• **Working data**
________

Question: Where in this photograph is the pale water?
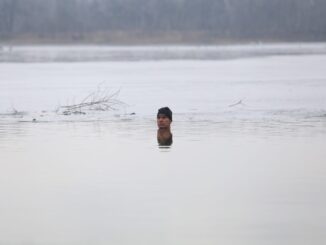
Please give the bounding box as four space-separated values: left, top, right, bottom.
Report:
0 44 326 245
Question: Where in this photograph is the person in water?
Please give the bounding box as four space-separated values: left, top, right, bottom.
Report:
157 107 173 146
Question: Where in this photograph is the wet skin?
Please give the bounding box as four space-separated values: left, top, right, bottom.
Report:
157 114 171 129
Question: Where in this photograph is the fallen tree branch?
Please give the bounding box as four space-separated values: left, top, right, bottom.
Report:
57 86 125 115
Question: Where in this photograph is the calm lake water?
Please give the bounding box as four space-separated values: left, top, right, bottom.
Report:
0 44 326 245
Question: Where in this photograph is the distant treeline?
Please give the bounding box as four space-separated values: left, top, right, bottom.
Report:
0 0 326 43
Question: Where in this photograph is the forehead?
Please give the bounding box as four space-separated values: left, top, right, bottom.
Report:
157 114 168 118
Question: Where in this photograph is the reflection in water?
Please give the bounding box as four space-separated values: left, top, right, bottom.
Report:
157 129 173 148
157 107 173 148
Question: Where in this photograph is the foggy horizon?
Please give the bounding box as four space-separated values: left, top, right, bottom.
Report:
0 0 326 44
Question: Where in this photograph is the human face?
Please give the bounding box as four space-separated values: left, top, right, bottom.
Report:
157 114 171 129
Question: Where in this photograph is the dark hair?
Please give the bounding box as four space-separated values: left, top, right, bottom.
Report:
157 107 172 121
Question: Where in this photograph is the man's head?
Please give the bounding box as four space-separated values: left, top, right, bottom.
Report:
157 107 172 129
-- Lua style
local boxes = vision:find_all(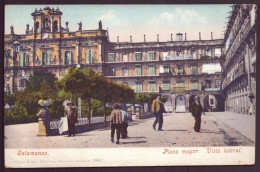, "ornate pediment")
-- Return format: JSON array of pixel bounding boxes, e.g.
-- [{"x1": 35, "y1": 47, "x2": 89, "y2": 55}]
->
[
  {"x1": 61, "y1": 44, "x2": 75, "y2": 48},
  {"x1": 82, "y1": 42, "x2": 96, "y2": 47},
  {"x1": 20, "y1": 46, "x2": 30, "y2": 50},
  {"x1": 40, "y1": 45, "x2": 52, "y2": 50}
]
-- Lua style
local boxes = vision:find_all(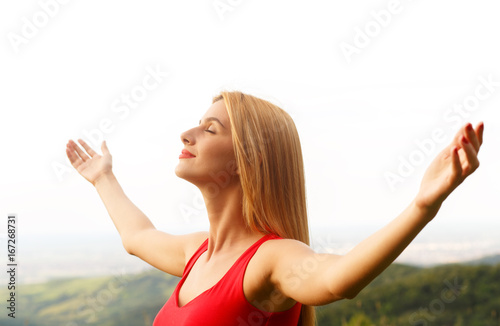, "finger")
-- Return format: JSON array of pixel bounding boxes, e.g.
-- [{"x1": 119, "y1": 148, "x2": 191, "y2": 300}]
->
[
  {"x1": 73, "y1": 140, "x2": 90, "y2": 162},
  {"x1": 475, "y1": 121, "x2": 484, "y2": 147},
  {"x1": 66, "y1": 144, "x2": 83, "y2": 169},
  {"x1": 461, "y1": 137, "x2": 479, "y2": 175},
  {"x1": 450, "y1": 146, "x2": 462, "y2": 177},
  {"x1": 78, "y1": 139, "x2": 97, "y2": 157},
  {"x1": 101, "y1": 140, "x2": 109, "y2": 154},
  {"x1": 464, "y1": 123, "x2": 480, "y2": 153}
]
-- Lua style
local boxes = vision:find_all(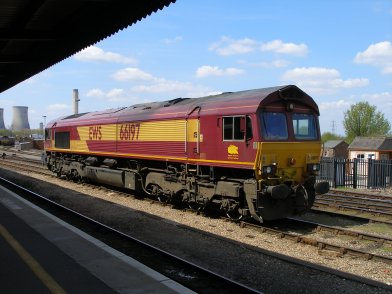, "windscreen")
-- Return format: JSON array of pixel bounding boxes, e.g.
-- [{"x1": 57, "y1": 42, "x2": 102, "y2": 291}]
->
[
  {"x1": 292, "y1": 113, "x2": 317, "y2": 140},
  {"x1": 261, "y1": 112, "x2": 288, "y2": 140}
]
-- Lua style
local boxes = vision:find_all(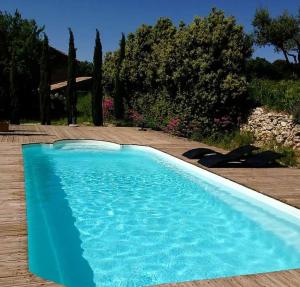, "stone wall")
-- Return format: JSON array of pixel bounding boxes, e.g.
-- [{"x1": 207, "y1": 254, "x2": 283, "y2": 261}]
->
[{"x1": 241, "y1": 108, "x2": 300, "y2": 149}]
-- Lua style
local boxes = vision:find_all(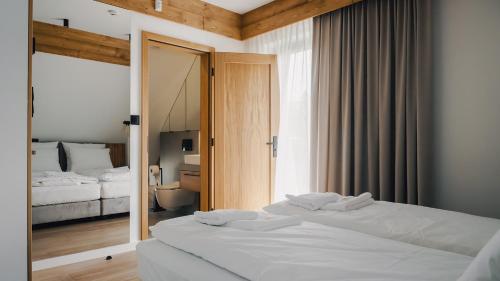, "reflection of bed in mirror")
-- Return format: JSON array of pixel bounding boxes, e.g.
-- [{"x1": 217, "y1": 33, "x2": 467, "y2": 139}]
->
[{"x1": 32, "y1": 142, "x2": 130, "y2": 225}]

________

• **Work to be completed**
Extract every line from the start of the rows through the line containing "57 86 125 115", inclusive, and reproduce them word for word, leaving out the pictures.

• **In response**
Question: Where in this photograph is the pale water?
Please give the bounding box as four space-separated values: left, top, right, bottom.
Report:
0 44 326 245
Question: Where in this photograph is the person in water?
Please give the bounding box as four space-separated values: left, top, right, bottom.
Report:
157 107 173 146
Question: Where in this photograph is the wet skin?
Please give the bounding box as four space-separated values: left, top, right, bottom.
Report:
157 114 171 129
Question: Where in this photograph is the fallen tree branch?
Please give the bounding box as four space-separated values: left, top, right, bottom.
Report:
57 86 125 115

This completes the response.